**Supplied text**
The Idea Factory: Bell Labs and the Great Age of American Innovation
- First edition
- Author: Jon Gertner
- Language: English
- Subject: Bell Labs
- Genre: Corporate history
- Publisher: Penguin Press
- Publication date: March 15, 2012
- Publication place: United States
- Media type: Print (hardcover), print (paperback), e-book, audiobook
- Pages: 432
- ISBN: 9781594203282

= The Idea Factory =

Non-fiction book by Jon Gertner

The Idea Factory: Bell Labs and the Great Age of American Innovation is a 2012 book by Jon Gertner that describes the history of Bell Labs, the research and development wing of AT&T, as well as many of its personalities, including Claude Shannon and William Shockley.

**Recorded data**
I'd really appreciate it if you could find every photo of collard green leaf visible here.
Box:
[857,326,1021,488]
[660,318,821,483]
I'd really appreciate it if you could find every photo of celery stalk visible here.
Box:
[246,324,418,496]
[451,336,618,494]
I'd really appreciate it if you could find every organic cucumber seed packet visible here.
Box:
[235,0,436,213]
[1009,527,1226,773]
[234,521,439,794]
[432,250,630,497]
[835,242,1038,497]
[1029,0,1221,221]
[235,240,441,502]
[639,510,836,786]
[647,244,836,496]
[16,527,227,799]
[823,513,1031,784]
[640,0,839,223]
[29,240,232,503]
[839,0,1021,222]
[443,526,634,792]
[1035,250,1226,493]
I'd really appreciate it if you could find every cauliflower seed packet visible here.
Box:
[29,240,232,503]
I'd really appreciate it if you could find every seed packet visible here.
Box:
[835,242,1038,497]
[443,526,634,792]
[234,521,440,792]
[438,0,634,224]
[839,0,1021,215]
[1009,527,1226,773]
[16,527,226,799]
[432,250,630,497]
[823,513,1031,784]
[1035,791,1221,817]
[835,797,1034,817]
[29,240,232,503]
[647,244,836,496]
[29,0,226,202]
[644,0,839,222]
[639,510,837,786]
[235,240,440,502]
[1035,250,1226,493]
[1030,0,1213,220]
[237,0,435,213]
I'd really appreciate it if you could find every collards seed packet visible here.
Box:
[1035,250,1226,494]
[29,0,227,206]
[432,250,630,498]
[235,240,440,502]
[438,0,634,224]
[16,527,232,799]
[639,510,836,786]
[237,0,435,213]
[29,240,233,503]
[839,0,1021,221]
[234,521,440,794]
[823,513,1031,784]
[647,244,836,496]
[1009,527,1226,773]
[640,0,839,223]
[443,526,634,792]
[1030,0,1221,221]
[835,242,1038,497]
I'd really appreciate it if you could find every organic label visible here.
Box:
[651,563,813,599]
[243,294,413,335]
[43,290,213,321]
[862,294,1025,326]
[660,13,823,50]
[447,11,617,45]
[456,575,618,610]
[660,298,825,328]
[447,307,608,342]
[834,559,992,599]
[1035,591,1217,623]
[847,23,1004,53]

* * *

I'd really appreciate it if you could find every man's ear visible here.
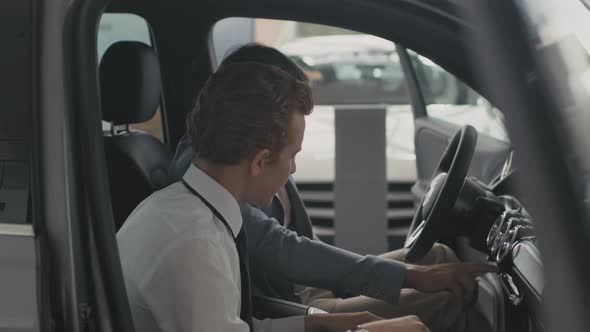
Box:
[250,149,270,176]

**Required tasks**
[1] Which press published the book in the Bell Labs book entry above?
[2] Please pick up the Bell Labs book entry after its last sentence and continue it.

**Replies**
[1] Penguin Press

[2]
== Reception ==
The New York Times said that Gertner's "portraits of Kelly and the cadre of talented scientists who worked at Bell Labs are animated by a journalistic ability to make their discoveries and inventions utterly comprehensible".

The Idea Factory was reviewed favorably by Foreign Policy, the New York Times, the Cleveland Plain-Dealer and others. Three adapted excerpts from the book were published in TIME.

Facebook co-founder and chief executive officer Mark Zuckerberg recommended The Idea Factory to his book club in 2015, saying of the choice, "[he is] very interested in what causes innovation — what kinds of people, questions and environments."